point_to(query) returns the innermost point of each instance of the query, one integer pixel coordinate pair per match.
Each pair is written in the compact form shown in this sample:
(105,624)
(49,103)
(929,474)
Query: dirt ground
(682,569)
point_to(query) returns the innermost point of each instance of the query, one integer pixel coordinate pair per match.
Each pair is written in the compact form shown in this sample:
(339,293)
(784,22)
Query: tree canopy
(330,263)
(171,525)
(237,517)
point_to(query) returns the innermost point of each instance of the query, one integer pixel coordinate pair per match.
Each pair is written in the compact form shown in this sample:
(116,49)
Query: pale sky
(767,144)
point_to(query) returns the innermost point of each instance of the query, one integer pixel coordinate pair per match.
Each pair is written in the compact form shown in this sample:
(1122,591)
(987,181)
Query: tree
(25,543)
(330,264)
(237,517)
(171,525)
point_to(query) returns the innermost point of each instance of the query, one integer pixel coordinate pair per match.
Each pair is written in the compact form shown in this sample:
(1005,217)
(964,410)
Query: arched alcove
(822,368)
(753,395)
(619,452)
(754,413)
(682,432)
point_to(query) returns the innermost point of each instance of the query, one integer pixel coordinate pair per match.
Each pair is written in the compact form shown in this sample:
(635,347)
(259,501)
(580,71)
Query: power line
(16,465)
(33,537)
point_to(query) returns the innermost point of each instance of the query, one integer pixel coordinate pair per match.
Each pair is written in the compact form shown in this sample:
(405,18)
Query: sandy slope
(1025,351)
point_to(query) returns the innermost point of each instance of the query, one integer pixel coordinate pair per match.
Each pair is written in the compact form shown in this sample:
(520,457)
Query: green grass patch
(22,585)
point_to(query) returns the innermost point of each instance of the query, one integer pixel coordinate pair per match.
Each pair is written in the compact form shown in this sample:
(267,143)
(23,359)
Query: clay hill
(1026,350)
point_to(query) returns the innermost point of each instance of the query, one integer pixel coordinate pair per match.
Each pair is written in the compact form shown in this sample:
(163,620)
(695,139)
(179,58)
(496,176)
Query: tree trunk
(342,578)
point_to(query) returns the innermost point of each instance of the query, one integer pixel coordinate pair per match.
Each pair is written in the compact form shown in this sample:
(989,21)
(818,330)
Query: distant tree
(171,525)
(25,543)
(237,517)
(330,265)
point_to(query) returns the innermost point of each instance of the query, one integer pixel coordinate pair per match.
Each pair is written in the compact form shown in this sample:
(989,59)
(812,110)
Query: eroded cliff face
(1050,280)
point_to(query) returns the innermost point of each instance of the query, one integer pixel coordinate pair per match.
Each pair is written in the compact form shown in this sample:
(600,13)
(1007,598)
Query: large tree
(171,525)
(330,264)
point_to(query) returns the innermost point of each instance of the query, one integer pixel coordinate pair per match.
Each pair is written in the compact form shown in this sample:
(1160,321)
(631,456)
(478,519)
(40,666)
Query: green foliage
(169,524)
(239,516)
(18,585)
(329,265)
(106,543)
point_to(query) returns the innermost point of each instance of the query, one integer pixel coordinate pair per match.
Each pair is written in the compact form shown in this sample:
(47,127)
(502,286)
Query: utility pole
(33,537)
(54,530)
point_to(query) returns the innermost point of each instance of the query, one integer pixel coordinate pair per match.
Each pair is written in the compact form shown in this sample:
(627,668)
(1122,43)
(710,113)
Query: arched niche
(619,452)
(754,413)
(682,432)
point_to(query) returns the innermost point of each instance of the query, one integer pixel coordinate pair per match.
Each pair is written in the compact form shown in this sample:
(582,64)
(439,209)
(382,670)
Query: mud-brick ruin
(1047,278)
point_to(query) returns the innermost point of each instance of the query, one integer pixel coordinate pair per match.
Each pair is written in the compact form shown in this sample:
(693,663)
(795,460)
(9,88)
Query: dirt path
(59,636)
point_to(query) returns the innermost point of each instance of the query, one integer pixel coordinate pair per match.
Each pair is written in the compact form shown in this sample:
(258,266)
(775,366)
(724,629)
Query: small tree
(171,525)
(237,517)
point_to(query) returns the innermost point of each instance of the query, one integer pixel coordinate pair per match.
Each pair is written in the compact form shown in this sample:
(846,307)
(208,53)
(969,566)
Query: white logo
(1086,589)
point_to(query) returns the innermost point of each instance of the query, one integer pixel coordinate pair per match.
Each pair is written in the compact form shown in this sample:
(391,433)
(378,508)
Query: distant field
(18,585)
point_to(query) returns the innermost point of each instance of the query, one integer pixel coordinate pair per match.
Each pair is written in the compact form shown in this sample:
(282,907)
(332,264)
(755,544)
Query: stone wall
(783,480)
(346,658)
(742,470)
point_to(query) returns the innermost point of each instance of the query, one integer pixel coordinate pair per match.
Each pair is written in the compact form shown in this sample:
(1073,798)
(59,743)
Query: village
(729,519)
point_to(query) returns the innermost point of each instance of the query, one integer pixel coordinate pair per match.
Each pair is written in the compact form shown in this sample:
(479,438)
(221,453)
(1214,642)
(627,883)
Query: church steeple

------------------------

**WHAT TO WORK ON**. Print the entries once more, identical in every line.

**EXPECTED OUTPUT**.
point_to(query) returns the innermost point of each instance of the query, one integer pixel coordinate pair per match.
Each pair is written in the compact form shown in this sample:
(105,624)
(49,103)
(929,474)
Query: dirt ground
(682,569)
point_to(query) returns the innermost point of each instance of the query, one integer pixel coordinate pair per match.
Each pair is written in the compact form shown in this sample:
(339,293)
(784,22)
Query: tree canopy
(330,263)
(171,525)
(237,517)
point_to(query) returns the innermost point of each instance of the query, one integer pixel coordinate pair per match.
Each pair is written in the compact form shown in this sample:
(116,49)
Query: pale sky
(767,144)
point_to(query) returns the innermost point of each instance of the query, one integer pixel coordinate pair per match.
Each pair is written in the compact form shown in this sample:
(1122,591)
(987,181)
Query: tree
(25,543)
(330,264)
(237,517)
(171,525)
point_to(query) returns the innermost point of each instance of the query, one integer pixel coordinate pair per match.
Each pair is written in the compact form shown in this sample:
(1005,217)
(964,410)
Query: arched alcove
(822,368)
(753,395)
(619,452)
(754,413)
(682,432)
point_to(query) returns the innermost point of each instance of the query, one integer pixel coordinate pair per match.
Each pair is written in the compact form shown in this sample:
(635,347)
(259,501)
(580,71)
Query: power line
(16,465)
(33,537)
point_to(query) returns the innermost point of each instance of the query, one integer pixel coordinate pair per match.
Each pair is written in the compact form shown in this sample:
(405,18)
Query: sandy slope
(1025,351)
point_to(query) returns the innermost point of each instance of the query, one integer pixel coordinate pair per match.
Each pair is written in the compact form shown in this sample:
(520,457)
Query: green grass patch
(22,585)
point_to(query) returns the innermost point of each instance of the query, one integer pixel coordinate pair per match.
Each pair is written in the compact form shown in this sample:
(267,143)
(23,359)
Query: clay hill
(1026,350)
point_to(query) returns the innermost point of each instance of the query, one integer pixel coordinate pair per match.
Each pair is written in the compact form shown in this sample:
(163,620)
(695,139)
(179,58)
(496,176)
Query: tree trunk
(342,578)
point_to(query) returns the innermost point of each instance of the query, one integer pixel coordinate pair per match.
Each pair is written in the compact form shown in this sample:
(989,21)
(818,330)
Query: distant tree
(171,525)
(25,543)
(237,517)
(330,265)
point_to(query) returns the innermost point of each instance of the query, one integer pixel coordinate pair per match.
Each pair is written in the compact form shown in this sample:
(989,59)
(812,110)
Query: eroded cliff face
(1050,280)
point_to(query) returns the innermost point of each instance of the query, one integer pixel coordinate pair per match.
Each pair is written in the compact form shown in this sample:
(600,13)
(1007,598)
Query: large tree
(171,525)
(330,264)
point_to(query) returns the innermost point of each instance of the query, one integer pixel coordinate pair per match.
Each pair is written in the compact form shown in this sample:
(1160,321)
(631,456)
(478,519)
(40,666)
Query: green foliage
(169,524)
(239,516)
(18,585)
(329,265)
(106,543)
point_to(query) returns the innermost point of each instance of the query, one integer pixel coordinate pair per match.
Each pair is written in the compact form shown in this sample:
(47,127)
(502,286)
Query: utility pole
(33,537)
(54,530)
point_to(query) returns the innermost point of each instance of the query, one integer pixel coordinate pair per match.
Each pair is written in the compact form shown in this sample:
(627,668)
(1122,43)
(710,113)
Query: arched niche
(619,452)
(754,413)
(682,432)
point_to(query) returns the innermost point of each instance of the query, one integer pixel coordinate pair per match.
Each pair is written in the compact form shown in this sample:
(582,64)
(439,209)
(382,670)
Query: mud-brick ruin
(1047,278)
point_to(query) returns the innermost point of each instance of the query, one integer pixel coordinate pair per match.
Each pair is written in the compact form shown in this sample:
(693,663)
(795,460)
(9,88)
Query: dirt path
(59,636)
point_to(query) returns the innermost point of each instance of the query, one integer pixel coordinate pair per match.
Each pair is written in the compact form shown in this sample:
(258,266)
(775,366)
(724,629)
Query: small tree
(171,525)
(237,517)
point_to(query) returns the innermost point of each instance of the query, one integer pixel coordinate pair per match.
Each pair is written in the compact form shown in this sample:
(846,307)
(208,53)
(969,566)
Query: white logo
(1086,589)
point_to(query) returns the innermost point of each instance of the query, one integer pixel coordinate pair per match.
Each pair is written in the compact form shown in this sample:
(391,433)
(378,508)
Query: distant field
(18,585)
point_to(query) returns the innermost point of each instance of the query, one integer pixel coordinate pair per match.
Each pair is written in the compact form shown in this sample:
(282,907)
(332,264)
(755,544)
Query: stone wall
(783,480)
(346,658)
(742,470)
point_to(query) returns the innermost point of each instance of the query, one integer pixel coordinate pair per match.
Each pair is written in the compact form shown in this sample:
(1073,798)
(59,743)
Query: village
(729,519)
point_to(query) returns the innermost point of each instance of the query, one integer pixel coordinate pair per match.
Each pair is written in the compact form shown in this sample:
(479,438)
(221,453)
(1214,642)
(627,883)
Query: church steeple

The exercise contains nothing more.